#### [Text section]
==========
After eight forgettable months, Bay Street is having a September to remember.
The slump in stock sales ended late Tuesday, as investment banks staged a successful $4-billion equity offering for Enbridge Inc., ENB-T pocketing $130-million in fees.
On Wednesday, the banks did three more deals. They raised $500-million to help fund insurer Intact Financial Corp.’s planned $884-million acquisition of a British business. In addition, Peyto Exploration & Development Corp. sold $125-million of stock as part of a $636-million purchase of Alberta oilfields. And medical equipment supplier Savaria Corp. sold $55-million of stock to pay down debt.
The trio of transactions meant another $27-million in fees for the banks.
The successful Enbridge deal – overnight, institutional investors snapped up shares in the company to back a US$9.4-billion purchase – and the three subsequent equity offerings have dealmakers predicting an upturn in acquisitions and stock sales through the rest of the year.
On Tuesday night and early Wednesday, the banks received commitments for all the Enbridge shares to investors around the world, with North American and European institutions buying the bulk of the stock, according to a source working on the transaction. The Globe and Mail is not identifying the source because the individual is not authorized to comment on the deal. The offering is expected to close by Friday, Sept. 8.
“The overall level of M&A activity is returning to what we all considered normal, prepandemic, versus the frothy levels we experienced during COVID,” and the drought that marked most of this year, said Colin Walker, managing partner at investment bank Crosbie & Co.
==========
#### [Data provided]

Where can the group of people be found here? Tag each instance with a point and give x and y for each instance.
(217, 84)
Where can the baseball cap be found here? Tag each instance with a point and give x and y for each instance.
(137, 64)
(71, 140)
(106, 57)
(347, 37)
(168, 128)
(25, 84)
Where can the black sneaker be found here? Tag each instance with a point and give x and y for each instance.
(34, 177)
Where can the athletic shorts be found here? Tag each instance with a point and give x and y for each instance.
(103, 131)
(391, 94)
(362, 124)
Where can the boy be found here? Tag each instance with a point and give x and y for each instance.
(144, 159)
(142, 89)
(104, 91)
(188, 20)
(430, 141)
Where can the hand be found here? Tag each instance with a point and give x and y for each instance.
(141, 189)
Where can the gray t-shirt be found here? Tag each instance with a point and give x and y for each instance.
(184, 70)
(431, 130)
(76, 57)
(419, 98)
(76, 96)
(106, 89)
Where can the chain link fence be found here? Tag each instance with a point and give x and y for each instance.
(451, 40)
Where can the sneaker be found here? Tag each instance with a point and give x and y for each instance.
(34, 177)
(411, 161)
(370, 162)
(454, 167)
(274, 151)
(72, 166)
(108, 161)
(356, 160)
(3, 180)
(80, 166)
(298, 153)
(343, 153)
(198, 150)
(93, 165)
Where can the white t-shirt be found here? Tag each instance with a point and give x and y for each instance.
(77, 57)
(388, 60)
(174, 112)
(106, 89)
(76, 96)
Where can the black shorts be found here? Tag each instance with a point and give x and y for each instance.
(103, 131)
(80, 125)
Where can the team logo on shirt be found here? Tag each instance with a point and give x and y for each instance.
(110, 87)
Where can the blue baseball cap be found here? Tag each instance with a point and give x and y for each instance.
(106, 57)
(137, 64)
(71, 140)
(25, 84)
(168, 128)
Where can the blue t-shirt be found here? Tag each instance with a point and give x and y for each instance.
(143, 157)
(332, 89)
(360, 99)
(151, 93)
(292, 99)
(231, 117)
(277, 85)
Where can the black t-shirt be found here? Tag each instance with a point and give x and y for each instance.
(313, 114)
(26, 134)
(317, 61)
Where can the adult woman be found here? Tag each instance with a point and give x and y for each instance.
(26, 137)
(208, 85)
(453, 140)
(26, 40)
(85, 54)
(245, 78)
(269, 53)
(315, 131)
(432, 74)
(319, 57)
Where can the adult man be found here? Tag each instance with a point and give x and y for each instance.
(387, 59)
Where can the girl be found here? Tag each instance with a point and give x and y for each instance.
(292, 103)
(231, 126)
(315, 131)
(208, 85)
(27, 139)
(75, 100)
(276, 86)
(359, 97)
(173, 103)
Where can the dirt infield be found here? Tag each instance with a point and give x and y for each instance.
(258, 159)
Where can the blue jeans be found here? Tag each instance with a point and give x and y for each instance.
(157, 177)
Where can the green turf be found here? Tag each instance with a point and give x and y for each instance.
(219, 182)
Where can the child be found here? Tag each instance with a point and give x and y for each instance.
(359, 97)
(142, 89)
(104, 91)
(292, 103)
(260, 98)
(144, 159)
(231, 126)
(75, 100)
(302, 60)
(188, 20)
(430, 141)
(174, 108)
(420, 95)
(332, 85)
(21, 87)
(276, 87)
==========
#### [Exercise objective]
In the article on Bay Street's September deals, when is the Enbridge offering expected to close? The lines above stand apart from the article on Bay Street's September deals and have no connection to it.

#### [Task solution]
By Friday, Sept. 8.